I think its just like buying a deere from HD your not sure if its the cheaper model deere.
You know wally world tells the owner of deere to build a deere so I can sell it cheaper than anyone else & its a piece of junk.


----------



## W E H (Aug 2, 2012)

My Yeti Cooler is displayed like a trophy in my house and my everyday 5 day "custom" cooler that lives between my driveway and mostly in the back of my truck. For some reason nobody seems to have stolen it out of my truck.


----------



## Count Dragula (May 22, 2012)

cubera said:


> The Yetti pricing is much like the thread on glasses pricing.


My thoughts exactly.


----------



## teamgafftop1 (Aug 30, 2010)

Jeff SATX said:


> If it was Costco, it'd be okay?


Nope, Costco went high-end with the Pelicans.


----------



## normanflynn (Aug 30, 2005)

Yeti is the only way to go IMHO. Mine has had ice going on 23 days.


----------



## Rubberback (Sep 9, 2008)

normanflynn said:


> View attachment 1710682
> View attachment 1710690
> View attachment 1710706
> 
> ...


Did you get the yeti knock off at walmart?


----------



## normanflynn (Aug 30, 2005)

Yes. This is the one from wal mart. But it is just as good as one from any other store. Me and a friend of mine drank a beer out of this one, and drank one from a yeti purchased at academy.... Very little discernible difference in the flavor or temperature of the beer. I don't mind fighting the Walmart crowd to save a couple of dollars on a top of the line cooler. Plus, I look cool in front of all of my friends who are burdened with lesser coolers. And women are impressed by the fact that I don't my dropping a little cash for the finer things in life.

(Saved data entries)
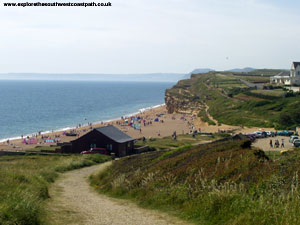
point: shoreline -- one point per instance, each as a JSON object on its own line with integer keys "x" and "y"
{"x": 96, "y": 123}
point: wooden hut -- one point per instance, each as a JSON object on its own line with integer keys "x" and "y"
{"x": 108, "y": 137}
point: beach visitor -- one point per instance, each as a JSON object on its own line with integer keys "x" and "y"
{"x": 277, "y": 143}
{"x": 282, "y": 143}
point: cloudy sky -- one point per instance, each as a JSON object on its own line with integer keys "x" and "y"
{"x": 146, "y": 36}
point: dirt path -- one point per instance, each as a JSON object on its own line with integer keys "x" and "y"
{"x": 73, "y": 201}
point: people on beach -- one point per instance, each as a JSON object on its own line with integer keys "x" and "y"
{"x": 277, "y": 143}
{"x": 282, "y": 143}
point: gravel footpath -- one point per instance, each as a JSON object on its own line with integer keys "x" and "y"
{"x": 73, "y": 201}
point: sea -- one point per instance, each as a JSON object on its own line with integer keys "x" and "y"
{"x": 27, "y": 107}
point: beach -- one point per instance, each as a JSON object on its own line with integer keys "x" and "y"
{"x": 167, "y": 124}
{"x": 147, "y": 127}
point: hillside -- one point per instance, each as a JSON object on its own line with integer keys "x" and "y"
{"x": 225, "y": 182}
{"x": 236, "y": 99}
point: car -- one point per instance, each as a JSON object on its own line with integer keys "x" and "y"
{"x": 270, "y": 133}
{"x": 260, "y": 134}
{"x": 293, "y": 138}
{"x": 297, "y": 143}
{"x": 102, "y": 151}
{"x": 284, "y": 133}
{"x": 250, "y": 136}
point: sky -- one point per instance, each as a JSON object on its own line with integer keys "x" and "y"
{"x": 149, "y": 36}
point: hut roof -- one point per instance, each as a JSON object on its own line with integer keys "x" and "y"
{"x": 114, "y": 134}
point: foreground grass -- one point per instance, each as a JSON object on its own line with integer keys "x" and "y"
{"x": 25, "y": 180}
{"x": 218, "y": 183}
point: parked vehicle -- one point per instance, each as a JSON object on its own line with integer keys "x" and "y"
{"x": 251, "y": 137}
{"x": 270, "y": 133}
{"x": 102, "y": 151}
{"x": 285, "y": 133}
{"x": 293, "y": 138}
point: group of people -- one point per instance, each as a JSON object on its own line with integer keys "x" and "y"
{"x": 276, "y": 143}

• [Task brief]:
List each username that heads a post in the cooler thread above, giving each name only once.

• [Solution to this exercise]:
W E H
Count Dragula
teamgafftop1
normanflynn
Rubberback